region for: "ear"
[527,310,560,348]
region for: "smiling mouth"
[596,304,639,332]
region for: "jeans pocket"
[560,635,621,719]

EXERCISE OBJECTIVE — Count the lines in the listing above that contain the string "region", with case taken into account. Reply with the number alone.

SOLVED PROBLEM — 3